Work required
Pull out every line of the text below that contains the word "instance", and copy each one in full.

>>>

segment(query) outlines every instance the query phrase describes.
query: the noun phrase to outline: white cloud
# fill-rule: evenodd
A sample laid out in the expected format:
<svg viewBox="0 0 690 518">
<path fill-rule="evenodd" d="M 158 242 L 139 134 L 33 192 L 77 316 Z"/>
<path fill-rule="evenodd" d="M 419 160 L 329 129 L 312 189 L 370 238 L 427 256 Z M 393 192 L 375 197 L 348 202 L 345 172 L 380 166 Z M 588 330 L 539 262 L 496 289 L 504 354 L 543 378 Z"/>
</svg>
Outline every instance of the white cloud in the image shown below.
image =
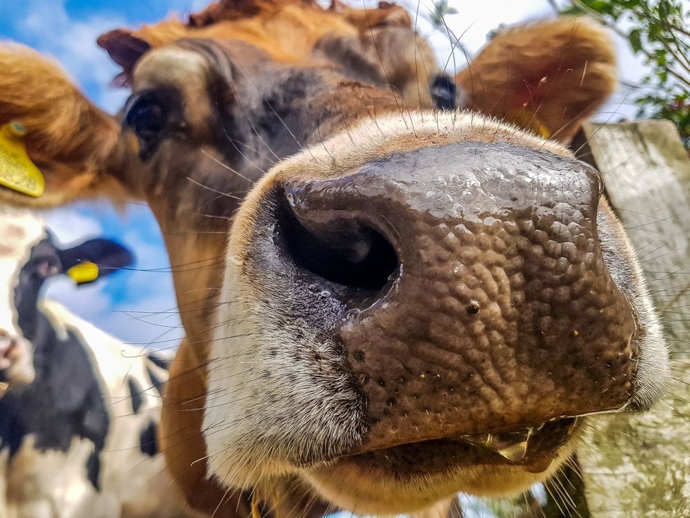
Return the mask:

<<<
>>>

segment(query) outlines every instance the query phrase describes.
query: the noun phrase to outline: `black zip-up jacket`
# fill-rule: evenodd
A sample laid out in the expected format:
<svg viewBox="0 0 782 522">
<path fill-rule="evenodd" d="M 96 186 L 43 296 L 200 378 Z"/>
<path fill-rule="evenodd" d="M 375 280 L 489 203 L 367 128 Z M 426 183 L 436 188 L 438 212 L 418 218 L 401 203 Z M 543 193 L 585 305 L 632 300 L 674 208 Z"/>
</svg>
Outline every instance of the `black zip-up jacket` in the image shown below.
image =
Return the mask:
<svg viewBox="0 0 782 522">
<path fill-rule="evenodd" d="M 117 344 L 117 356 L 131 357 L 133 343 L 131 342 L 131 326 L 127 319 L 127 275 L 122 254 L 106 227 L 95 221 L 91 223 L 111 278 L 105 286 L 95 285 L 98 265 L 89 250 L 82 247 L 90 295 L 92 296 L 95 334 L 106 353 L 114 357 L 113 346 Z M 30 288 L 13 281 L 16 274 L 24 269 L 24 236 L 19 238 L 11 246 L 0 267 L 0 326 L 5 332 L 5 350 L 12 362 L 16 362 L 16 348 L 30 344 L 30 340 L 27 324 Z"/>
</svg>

<<<

Response below
segment(query) outlines every instance the query phrase describes.
Outline every instance of the white cloud in the image shown below.
segment(query) outlines every instance the query phrase describes.
Outline every instance of the `black zip-up jacket` in the image shown below.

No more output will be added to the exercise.